WORK INSTRUCTION:
From the records below, transcribe only the lines running from the one with "x=284, y=282" through the one with "x=356, y=226". Keep both of those end lines.

Natural language region descriptions
##########
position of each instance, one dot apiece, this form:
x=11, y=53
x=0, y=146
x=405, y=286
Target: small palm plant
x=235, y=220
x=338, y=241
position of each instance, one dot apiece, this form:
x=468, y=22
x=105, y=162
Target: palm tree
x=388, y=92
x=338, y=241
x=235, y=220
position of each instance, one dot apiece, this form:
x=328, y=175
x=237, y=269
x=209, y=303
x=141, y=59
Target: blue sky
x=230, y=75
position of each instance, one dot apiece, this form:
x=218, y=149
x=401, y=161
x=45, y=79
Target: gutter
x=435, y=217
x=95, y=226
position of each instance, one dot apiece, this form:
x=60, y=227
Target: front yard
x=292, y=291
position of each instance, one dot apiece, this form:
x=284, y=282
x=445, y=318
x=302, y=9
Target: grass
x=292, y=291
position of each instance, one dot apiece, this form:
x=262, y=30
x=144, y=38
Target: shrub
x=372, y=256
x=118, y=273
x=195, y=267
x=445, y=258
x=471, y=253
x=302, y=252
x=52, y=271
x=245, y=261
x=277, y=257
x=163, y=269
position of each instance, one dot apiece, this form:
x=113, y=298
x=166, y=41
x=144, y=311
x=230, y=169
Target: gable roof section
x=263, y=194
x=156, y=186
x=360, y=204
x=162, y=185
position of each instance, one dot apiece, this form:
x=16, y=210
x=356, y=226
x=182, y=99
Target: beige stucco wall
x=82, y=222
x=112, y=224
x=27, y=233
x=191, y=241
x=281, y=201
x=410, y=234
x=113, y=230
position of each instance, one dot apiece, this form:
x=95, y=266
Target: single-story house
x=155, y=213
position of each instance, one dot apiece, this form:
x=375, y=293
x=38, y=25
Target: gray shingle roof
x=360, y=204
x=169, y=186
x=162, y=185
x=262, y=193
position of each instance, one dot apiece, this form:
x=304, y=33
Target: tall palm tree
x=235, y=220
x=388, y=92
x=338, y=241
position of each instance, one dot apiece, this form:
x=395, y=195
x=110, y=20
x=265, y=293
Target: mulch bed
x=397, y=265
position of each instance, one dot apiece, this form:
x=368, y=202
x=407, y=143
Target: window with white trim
##########
EXERCISE ANSWER:
x=284, y=282
x=445, y=318
x=302, y=9
Target: grass
x=292, y=291
position of each instance, one dot apiece, this form:
x=262, y=30
x=144, y=38
Target: shrub
x=372, y=256
x=118, y=273
x=195, y=267
x=445, y=258
x=471, y=253
x=302, y=252
x=52, y=271
x=245, y=261
x=277, y=257
x=163, y=269
position of each instance, one dot apiece, this form:
x=113, y=298
x=166, y=41
x=144, y=311
x=230, y=169
Target: gable roof section
x=263, y=194
x=156, y=186
x=360, y=204
x=162, y=185
position of each instance, one dot apiece, this form:
x=16, y=210
x=356, y=226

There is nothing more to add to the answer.